**Dataset rows**
:::::
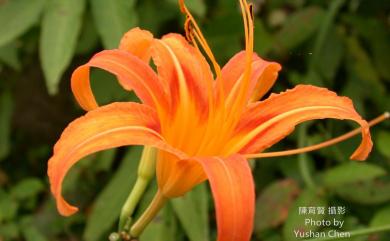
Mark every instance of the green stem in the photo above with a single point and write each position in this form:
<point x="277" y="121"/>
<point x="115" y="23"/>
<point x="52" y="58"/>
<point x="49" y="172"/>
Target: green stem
<point x="365" y="231"/>
<point x="303" y="162"/>
<point x="157" y="203"/>
<point x="146" y="171"/>
<point x="131" y="203"/>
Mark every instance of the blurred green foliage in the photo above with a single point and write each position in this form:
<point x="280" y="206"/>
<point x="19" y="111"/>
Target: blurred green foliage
<point x="343" y="45"/>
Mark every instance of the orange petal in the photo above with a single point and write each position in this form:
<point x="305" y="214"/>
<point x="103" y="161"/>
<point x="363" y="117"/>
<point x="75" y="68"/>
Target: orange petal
<point x="267" y="122"/>
<point x="132" y="73"/>
<point x="137" y="42"/>
<point x="110" y="126"/>
<point x="174" y="57"/>
<point x="189" y="78"/>
<point x="263" y="76"/>
<point x="234" y="196"/>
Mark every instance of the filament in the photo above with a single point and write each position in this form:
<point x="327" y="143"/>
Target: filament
<point x="330" y="142"/>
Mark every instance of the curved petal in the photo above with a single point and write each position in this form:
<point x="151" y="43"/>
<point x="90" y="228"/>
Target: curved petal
<point x="110" y="126"/>
<point x="184" y="69"/>
<point x="266" y="122"/>
<point x="264" y="75"/>
<point x="137" y="42"/>
<point x="234" y="196"/>
<point x="132" y="73"/>
<point x="189" y="79"/>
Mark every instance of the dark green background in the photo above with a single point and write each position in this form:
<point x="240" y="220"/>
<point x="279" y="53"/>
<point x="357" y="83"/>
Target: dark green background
<point x="339" y="44"/>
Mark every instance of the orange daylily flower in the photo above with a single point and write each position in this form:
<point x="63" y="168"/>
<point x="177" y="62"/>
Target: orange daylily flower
<point x="204" y="127"/>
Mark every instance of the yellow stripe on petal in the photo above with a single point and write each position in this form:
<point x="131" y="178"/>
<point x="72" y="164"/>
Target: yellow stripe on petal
<point x="110" y="126"/>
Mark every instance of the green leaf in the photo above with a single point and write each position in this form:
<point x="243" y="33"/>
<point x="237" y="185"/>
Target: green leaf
<point x="9" y="55"/>
<point x="192" y="211"/>
<point x="89" y="38"/>
<point x="383" y="140"/>
<point x="362" y="67"/>
<point x="6" y="106"/>
<point x="368" y="192"/>
<point x="151" y="19"/>
<point x="29" y="231"/>
<point x="277" y="197"/>
<point x="113" y="19"/>
<point x="331" y="55"/>
<point x="8" y="208"/>
<point x="381" y="218"/>
<point x="60" y="29"/>
<point x="351" y="172"/>
<point x="375" y="32"/>
<point x="9" y="231"/>
<point x="108" y="204"/>
<point x="27" y="187"/>
<point x="296" y="221"/>
<point x="196" y="7"/>
<point x="298" y="28"/>
<point x="17" y="16"/>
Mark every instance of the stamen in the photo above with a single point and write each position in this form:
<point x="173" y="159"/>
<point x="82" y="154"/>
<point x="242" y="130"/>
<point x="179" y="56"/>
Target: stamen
<point x="330" y="142"/>
<point x="192" y="29"/>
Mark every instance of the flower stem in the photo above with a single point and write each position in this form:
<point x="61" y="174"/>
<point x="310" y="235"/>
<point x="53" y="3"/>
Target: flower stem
<point x="146" y="170"/>
<point x="131" y="203"/>
<point x="157" y="203"/>
<point x="303" y="162"/>
<point x="364" y="231"/>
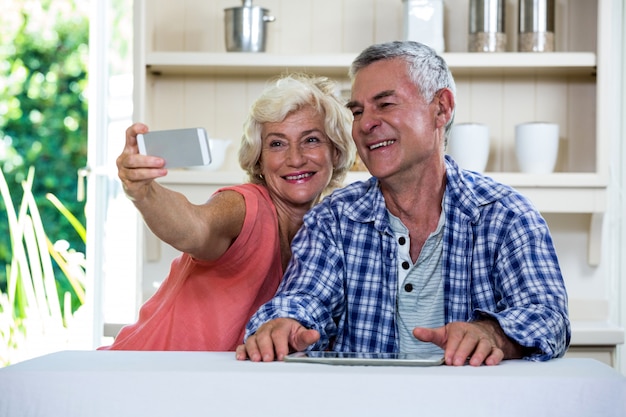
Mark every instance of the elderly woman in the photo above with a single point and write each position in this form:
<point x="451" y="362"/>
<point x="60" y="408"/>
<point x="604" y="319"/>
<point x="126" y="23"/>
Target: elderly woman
<point x="296" y="148"/>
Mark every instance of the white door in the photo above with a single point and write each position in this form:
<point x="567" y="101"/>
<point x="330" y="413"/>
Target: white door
<point x="112" y="221"/>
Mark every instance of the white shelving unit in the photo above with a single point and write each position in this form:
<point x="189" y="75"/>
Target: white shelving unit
<point x="185" y="78"/>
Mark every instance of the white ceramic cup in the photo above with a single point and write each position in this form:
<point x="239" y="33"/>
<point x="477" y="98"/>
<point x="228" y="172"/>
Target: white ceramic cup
<point x="468" y="145"/>
<point x="537" y="147"/>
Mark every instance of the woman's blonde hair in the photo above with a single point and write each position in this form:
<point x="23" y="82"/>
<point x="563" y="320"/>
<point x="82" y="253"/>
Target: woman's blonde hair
<point x="286" y="95"/>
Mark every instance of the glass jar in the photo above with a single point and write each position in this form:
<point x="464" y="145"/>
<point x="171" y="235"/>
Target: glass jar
<point x="486" y="26"/>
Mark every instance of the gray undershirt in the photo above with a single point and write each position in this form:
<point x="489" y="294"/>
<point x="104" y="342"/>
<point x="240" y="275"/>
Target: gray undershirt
<point x="420" y="288"/>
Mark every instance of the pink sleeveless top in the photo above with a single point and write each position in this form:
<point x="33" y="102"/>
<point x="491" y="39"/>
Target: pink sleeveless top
<point x="205" y="305"/>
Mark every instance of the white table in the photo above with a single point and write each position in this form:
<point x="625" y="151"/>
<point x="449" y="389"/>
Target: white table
<point x="186" y="384"/>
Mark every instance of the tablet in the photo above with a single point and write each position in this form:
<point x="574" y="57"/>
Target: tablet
<point x="179" y="147"/>
<point x="363" y="358"/>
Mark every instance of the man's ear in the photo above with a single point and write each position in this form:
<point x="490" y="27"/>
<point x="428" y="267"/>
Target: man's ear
<point x="445" y="106"/>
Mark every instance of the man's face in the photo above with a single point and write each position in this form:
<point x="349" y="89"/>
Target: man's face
<point x="394" y="129"/>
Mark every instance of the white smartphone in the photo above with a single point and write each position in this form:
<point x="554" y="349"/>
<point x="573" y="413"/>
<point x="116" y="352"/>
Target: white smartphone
<point x="363" y="358"/>
<point x="179" y="147"/>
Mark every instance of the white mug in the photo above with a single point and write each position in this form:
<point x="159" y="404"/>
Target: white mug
<point x="468" y="145"/>
<point x="537" y="146"/>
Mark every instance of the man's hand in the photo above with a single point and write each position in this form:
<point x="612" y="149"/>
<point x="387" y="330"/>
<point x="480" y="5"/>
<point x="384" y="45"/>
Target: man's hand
<point x="275" y="339"/>
<point x="479" y="341"/>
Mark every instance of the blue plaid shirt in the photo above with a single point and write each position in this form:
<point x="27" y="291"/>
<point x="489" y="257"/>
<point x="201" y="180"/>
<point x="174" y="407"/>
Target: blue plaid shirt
<point x="498" y="260"/>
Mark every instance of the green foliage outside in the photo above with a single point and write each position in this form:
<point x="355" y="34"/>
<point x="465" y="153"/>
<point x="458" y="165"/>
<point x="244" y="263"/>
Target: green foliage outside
<point x="36" y="317"/>
<point x="43" y="116"/>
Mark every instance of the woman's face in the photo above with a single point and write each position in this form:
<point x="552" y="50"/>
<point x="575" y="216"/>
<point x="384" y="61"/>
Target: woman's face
<point x="297" y="158"/>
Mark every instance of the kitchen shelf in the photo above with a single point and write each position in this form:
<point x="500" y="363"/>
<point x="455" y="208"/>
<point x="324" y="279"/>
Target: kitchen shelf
<point x="241" y="63"/>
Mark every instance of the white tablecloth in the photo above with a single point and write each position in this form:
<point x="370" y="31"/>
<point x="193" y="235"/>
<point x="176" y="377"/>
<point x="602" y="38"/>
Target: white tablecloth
<point x="184" y="384"/>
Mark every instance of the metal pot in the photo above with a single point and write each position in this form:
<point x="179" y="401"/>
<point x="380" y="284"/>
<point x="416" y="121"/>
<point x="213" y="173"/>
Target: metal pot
<point x="245" y="27"/>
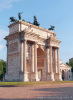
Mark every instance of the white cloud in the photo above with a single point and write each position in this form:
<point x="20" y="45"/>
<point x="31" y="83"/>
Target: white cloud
<point x="3" y="33"/>
<point x="6" y="4"/>
<point x="1" y="47"/>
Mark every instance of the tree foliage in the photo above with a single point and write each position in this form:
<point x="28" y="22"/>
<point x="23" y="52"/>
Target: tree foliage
<point x="2" y="68"/>
<point x="70" y="63"/>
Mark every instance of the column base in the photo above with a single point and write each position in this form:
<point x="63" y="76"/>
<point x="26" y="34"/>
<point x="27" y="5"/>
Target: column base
<point x="36" y="77"/>
<point x="50" y="77"/>
<point x="58" y="76"/>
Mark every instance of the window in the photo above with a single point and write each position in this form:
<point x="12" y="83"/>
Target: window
<point x="69" y="70"/>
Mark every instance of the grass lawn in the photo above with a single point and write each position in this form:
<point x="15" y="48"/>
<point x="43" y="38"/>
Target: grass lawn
<point x="34" y="83"/>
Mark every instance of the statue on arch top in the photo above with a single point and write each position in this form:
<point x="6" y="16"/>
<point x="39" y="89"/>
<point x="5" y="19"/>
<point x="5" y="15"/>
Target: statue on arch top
<point x="35" y="21"/>
<point x="19" y="15"/>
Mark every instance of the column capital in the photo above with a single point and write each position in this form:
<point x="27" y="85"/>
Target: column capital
<point x="21" y="41"/>
<point x="7" y="45"/>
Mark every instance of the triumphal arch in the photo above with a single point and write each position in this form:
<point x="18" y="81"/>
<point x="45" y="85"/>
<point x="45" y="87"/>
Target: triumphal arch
<point x="32" y="53"/>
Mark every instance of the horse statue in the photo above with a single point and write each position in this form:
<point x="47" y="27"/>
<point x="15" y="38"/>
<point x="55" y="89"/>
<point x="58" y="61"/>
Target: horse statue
<point x="35" y="21"/>
<point x="51" y="28"/>
<point x="12" y="19"/>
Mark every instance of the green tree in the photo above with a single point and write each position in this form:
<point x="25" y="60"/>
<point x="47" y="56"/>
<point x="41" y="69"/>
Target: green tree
<point x="70" y="63"/>
<point x="2" y="68"/>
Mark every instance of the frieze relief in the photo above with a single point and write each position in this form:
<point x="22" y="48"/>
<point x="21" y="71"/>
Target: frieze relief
<point x="13" y="47"/>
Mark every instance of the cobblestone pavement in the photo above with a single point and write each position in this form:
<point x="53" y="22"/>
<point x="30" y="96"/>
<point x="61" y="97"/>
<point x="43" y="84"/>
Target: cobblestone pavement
<point x="38" y="92"/>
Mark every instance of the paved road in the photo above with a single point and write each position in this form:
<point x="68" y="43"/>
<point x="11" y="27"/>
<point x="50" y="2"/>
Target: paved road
<point x="38" y="92"/>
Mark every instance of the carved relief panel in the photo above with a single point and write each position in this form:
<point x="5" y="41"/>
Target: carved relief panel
<point x="13" y="47"/>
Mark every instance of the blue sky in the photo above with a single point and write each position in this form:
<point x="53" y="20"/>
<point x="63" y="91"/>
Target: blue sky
<point x="49" y="12"/>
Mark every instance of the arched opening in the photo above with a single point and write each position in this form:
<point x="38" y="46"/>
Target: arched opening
<point x="63" y="75"/>
<point x="41" y="63"/>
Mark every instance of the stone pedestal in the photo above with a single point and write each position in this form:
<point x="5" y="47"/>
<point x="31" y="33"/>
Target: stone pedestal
<point x="36" y="77"/>
<point x="58" y="76"/>
<point x="50" y="77"/>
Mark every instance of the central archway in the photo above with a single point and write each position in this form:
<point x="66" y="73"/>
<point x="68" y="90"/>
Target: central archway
<point x="41" y="64"/>
<point x="63" y="76"/>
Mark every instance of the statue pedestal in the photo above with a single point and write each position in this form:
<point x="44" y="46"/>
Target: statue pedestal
<point x="58" y="76"/>
<point x="50" y="77"/>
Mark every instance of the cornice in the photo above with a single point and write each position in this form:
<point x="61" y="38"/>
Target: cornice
<point x="33" y="26"/>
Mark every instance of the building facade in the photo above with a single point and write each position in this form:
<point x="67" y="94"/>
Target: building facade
<point x="66" y="72"/>
<point x="31" y="53"/>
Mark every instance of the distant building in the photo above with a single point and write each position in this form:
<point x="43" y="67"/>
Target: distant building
<point x="31" y="54"/>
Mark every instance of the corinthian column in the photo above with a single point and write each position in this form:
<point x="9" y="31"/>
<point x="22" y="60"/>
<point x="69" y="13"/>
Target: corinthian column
<point x="50" y="59"/>
<point x="25" y="61"/>
<point x="35" y="61"/>
<point x="7" y="60"/>
<point x="32" y="59"/>
<point x="58" y="66"/>
<point x="21" y="50"/>
<point x="55" y="69"/>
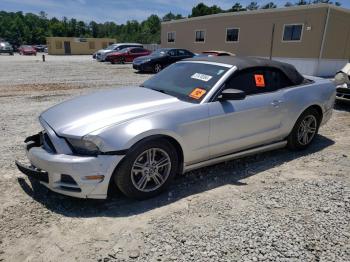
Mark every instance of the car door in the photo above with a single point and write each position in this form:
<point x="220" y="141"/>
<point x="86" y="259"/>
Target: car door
<point x="131" y="54"/>
<point x="253" y="121"/>
<point x="183" y="54"/>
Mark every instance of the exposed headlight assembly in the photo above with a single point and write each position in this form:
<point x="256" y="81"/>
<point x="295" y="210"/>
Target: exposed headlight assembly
<point x="83" y="147"/>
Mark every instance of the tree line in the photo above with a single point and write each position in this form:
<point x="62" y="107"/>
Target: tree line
<point x="28" y="28"/>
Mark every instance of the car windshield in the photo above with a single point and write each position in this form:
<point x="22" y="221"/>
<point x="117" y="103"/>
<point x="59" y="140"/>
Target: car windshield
<point x="159" y="52"/>
<point x="187" y="81"/>
<point x="125" y="50"/>
<point x="111" y="47"/>
<point x="5" y="44"/>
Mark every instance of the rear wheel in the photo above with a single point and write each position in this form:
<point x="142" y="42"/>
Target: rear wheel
<point x="147" y="169"/>
<point x="304" y="130"/>
<point x="157" y="68"/>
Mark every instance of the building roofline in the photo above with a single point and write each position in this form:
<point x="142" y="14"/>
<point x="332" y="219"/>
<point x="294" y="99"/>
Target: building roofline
<point x="72" y="37"/>
<point x="261" y="11"/>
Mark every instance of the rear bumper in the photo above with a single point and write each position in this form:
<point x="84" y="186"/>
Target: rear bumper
<point x="52" y="169"/>
<point x="343" y="93"/>
<point x="143" y="67"/>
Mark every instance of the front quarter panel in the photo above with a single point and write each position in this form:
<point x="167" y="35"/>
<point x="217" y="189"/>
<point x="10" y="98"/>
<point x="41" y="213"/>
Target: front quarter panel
<point x="188" y="125"/>
<point x="297" y="99"/>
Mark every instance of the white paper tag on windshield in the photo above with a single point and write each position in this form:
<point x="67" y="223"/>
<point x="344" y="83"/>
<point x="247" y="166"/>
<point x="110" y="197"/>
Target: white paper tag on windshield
<point x="201" y="77"/>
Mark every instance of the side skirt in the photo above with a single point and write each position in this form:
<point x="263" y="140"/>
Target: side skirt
<point x="236" y="155"/>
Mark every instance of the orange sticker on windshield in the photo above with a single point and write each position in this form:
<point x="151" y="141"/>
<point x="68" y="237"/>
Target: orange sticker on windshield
<point x="197" y="93"/>
<point x="259" y="80"/>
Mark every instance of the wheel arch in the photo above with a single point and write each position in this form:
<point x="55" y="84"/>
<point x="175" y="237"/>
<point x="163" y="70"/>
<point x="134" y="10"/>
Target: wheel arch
<point x="318" y="108"/>
<point x="173" y="141"/>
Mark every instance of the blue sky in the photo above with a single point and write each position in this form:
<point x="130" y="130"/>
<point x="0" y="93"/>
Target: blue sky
<point x="119" y="11"/>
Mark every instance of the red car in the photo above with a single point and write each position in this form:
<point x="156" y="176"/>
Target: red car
<point x="26" y="50"/>
<point x="127" y="55"/>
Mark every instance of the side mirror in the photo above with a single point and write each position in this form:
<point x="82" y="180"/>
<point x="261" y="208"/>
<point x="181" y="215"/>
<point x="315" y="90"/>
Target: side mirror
<point x="232" y="94"/>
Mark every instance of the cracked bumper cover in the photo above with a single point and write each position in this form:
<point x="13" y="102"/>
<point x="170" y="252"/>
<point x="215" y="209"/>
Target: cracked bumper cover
<point x="49" y="167"/>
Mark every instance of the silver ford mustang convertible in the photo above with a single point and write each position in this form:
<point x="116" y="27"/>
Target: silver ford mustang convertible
<point x="194" y="113"/>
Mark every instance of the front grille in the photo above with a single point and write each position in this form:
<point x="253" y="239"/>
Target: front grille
<point x="68" y="179"/>
<point x="47" y="144"/>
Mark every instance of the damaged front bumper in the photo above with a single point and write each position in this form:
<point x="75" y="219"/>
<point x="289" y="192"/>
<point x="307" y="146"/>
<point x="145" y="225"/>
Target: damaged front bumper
<point x="76" y="176"/>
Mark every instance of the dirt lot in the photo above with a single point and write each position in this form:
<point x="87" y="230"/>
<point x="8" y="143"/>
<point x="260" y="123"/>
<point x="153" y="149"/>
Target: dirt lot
<point x="277" y="206"/>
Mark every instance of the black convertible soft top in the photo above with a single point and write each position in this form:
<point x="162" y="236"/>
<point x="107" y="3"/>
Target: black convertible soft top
<point x="249" y="62"/>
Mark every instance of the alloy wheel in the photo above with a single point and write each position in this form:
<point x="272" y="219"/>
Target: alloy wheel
<point x="157" y="68"/>
<point x="307" y="129"/>
<point x="150" y="170"/>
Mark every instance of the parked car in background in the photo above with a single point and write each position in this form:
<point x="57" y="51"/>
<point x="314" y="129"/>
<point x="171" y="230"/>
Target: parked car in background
<point x="342" y="80"/>
<point x="127" y="55"/>
<point x="217" y="53"/>
<point x="160" y="59"/>
<point x="6" y="48"/>
<point x="40" y="48"/>
<point x="26" y="50"/>
<point x="195" y="113"/>
<point x="101" y="55"/>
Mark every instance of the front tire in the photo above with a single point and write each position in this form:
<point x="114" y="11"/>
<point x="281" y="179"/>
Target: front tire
<point x="304" y="130"/>
<point x="157" y="68"/>
<point x="147" y="169"/>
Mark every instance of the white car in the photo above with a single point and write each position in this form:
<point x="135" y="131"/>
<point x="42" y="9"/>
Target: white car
<point x="194" y="113"/>
<point x="342" y="79"/>
<point x="101" y="55"/>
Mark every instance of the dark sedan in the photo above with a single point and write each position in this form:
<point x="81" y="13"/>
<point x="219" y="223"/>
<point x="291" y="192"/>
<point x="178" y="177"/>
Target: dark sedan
<point x="126" y="55"/>
<point x="26" y="50"/>
<point x="160" y="59"/>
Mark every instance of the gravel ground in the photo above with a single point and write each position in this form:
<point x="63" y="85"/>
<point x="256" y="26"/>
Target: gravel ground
<point x="276" y="206"/>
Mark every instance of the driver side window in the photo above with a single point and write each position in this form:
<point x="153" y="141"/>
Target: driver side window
<point x="172" y="52"/>
<point x="258" y="80"/>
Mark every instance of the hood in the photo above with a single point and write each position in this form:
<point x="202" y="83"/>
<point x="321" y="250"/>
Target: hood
<point x="104" y="51"/>
<point x="82" y="115"/>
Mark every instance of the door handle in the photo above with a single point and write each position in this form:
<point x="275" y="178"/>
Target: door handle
<point x="276" y="103"/>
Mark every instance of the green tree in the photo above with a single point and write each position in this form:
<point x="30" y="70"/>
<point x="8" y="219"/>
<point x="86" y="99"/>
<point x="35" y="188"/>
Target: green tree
<point x="252" y="6"/>
<point x="269" y="6"/>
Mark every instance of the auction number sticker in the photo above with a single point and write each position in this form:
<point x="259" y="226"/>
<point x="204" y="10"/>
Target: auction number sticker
<point x="197" y="93"/>
<point x="259" y="80"/>
<point x="201" y="77"/>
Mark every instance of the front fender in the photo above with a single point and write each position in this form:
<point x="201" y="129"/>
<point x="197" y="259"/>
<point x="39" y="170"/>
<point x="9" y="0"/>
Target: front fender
<point x="124" y="136"/>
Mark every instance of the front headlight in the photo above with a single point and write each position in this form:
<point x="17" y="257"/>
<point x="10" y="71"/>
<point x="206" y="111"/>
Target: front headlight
<point x="83" y="147"/>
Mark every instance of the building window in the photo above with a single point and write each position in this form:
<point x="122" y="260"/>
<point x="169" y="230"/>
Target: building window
<point x="292" y="32"/>
<point x="171" y="37"/>
<point x="58" y="44"/>
<point x="232" y="34"/>
<point x="91" y="45"/>
<point x="200" y="36"/>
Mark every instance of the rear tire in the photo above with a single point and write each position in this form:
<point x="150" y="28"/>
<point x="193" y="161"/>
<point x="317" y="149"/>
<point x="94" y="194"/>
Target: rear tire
<point x="147" y="169"/>
<point x="157" y="68"/>
<point x="304" y="130"/>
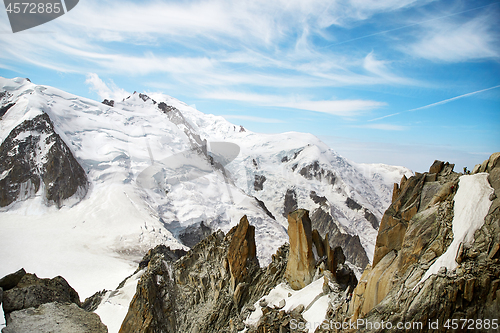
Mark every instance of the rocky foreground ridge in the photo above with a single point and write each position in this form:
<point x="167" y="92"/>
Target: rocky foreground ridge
<point x="437" y="259"/>
<point x="420" y="228"/>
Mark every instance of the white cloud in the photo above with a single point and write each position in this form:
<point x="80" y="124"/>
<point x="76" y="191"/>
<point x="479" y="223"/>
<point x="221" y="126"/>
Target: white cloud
<point x="105" y="91"/>
<point x="449" y="41"/>
<point x="384" y="127"/>
<point x="337" y="107"/>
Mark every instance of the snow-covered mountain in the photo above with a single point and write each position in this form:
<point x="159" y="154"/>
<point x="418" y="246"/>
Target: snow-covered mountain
<point x="151" y="170"/>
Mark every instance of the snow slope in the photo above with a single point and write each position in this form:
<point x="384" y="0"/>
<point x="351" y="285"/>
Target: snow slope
<point x="472" y="203"/>
<point x="141" y="194"/>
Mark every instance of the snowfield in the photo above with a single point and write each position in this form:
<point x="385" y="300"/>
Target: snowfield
<point x="141" y="195"/>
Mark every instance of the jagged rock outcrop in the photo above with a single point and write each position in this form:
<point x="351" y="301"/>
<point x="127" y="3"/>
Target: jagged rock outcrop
<point x="301" y="262"/>
<point x="194" y="234"/>
<point x="195" y="293"/>
<point x="109" y="102"/>
<point x="315" y="171"/>
<point x="34" y="156"/>
<point x="55" y="317"/>
<point x="45" y="305"/>
<point x="214" y="287"/>
<point x="409" y="281"/>
<point x="32" y="291"/>
<point x="305" y="246"/>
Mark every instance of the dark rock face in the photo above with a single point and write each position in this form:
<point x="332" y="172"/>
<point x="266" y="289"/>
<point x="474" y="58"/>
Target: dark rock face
<point x="353" y="204"/>
<point x="263" y="206"/>
<point x="5" y="108"/>
<point x="242" y="253"/>
<point x="351" y="245"/>
<point x="32" y="155"/>
<point x="32" y="291"/>
<point x="317" y="199"/>
<point x="109" y="102"/>
<point x="213" y="288"/>
<point x="301" y="263"/>
<point x="315" y="171"/>
<point x="195" y="294"/>
<point x="258" y="183"/>
<point x="55" y="317"/>
<point x="152" y="308"/>
<point x="11" y="280"/>
<point x="290" y="203"/>
<point x="194" y="234"/>
<point x="390" y="290"/>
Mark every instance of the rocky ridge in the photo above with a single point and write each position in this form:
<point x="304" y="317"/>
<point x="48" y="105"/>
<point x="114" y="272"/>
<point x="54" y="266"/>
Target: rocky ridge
<point x="215" y="286"/>
<point x="31" y="304"/>
<point x="34" y="157"/>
:::::
**Aim**
Restate the final lines of the listing above word for word, beginning at the line that contains "Mark every instance of the snowfield".

**Result below**
Mark every instance of the snowfield in the photo above with a single point and write each position in this form:
<point x="385" y="300"/>
Target: snowfield
<point x="141" y="195"/>
Mark every instance of the jagged rock outcrop in the photo above with a single point and write each position in this form:
<point x="351" y="301"/>
<point x="127" y="3"/>
Target: jagged rock outcrop
<point x="301" y="262"/>
<point x="194" y="234"/>
<point x="195" y="293"/>
<point x="109" y="102"/>
<point x="315" y="171"/>
<point x="34" y="156"/>
<point x="55" y="317"/>
<point x="45" y="305"/>
<point x="214" y="287"/>
<point x="409" y="281"/>
<point x="32" y="291"/>
<point x="305" y="246"/>
Mark every instance of the dark rock face in the photo above with a single point and write each position in this form:
<point x="332" y="172"/>
<point x="266" y="289"/>
<point x="474" y="58"/>
Target: dark rock face
<point x="353" y="204"/>
<point x="263" y="206"/>
<point x="5" y="108"/>
<point x="242" y="253"/>
<point x="351" y="245"/>
<point x="32" y="155"/>
<point x="32" y="291"/>
<point x="317" y="199"/>
<point x="109" y="102"/>
<point x="213" y="288"/>
<point x="301" y="263"/>
<point x="315" y="171"/>
<point x="195" y="294"/>
<point x="258" y="183"/>
<point x="55" y="317"/>
<point x="152" y="308"/>
<point x="11" y="280"/>
<point x="290" y="203"/>
<point x="194" y="234"/>
<point x="390" y="290"/>
Mark every instance of the rocky ridge in the photo above with a single point and write each position in this form:
<point x="304" y="317"/>
<point x="48" y="105"/>
<point x="114" y="272"/>
<point x="54" y="266"/>
Target: rocky ridge
<point x="215" y="286"/>
<point x="31" y="304"/>
<point x="34" y="157"/>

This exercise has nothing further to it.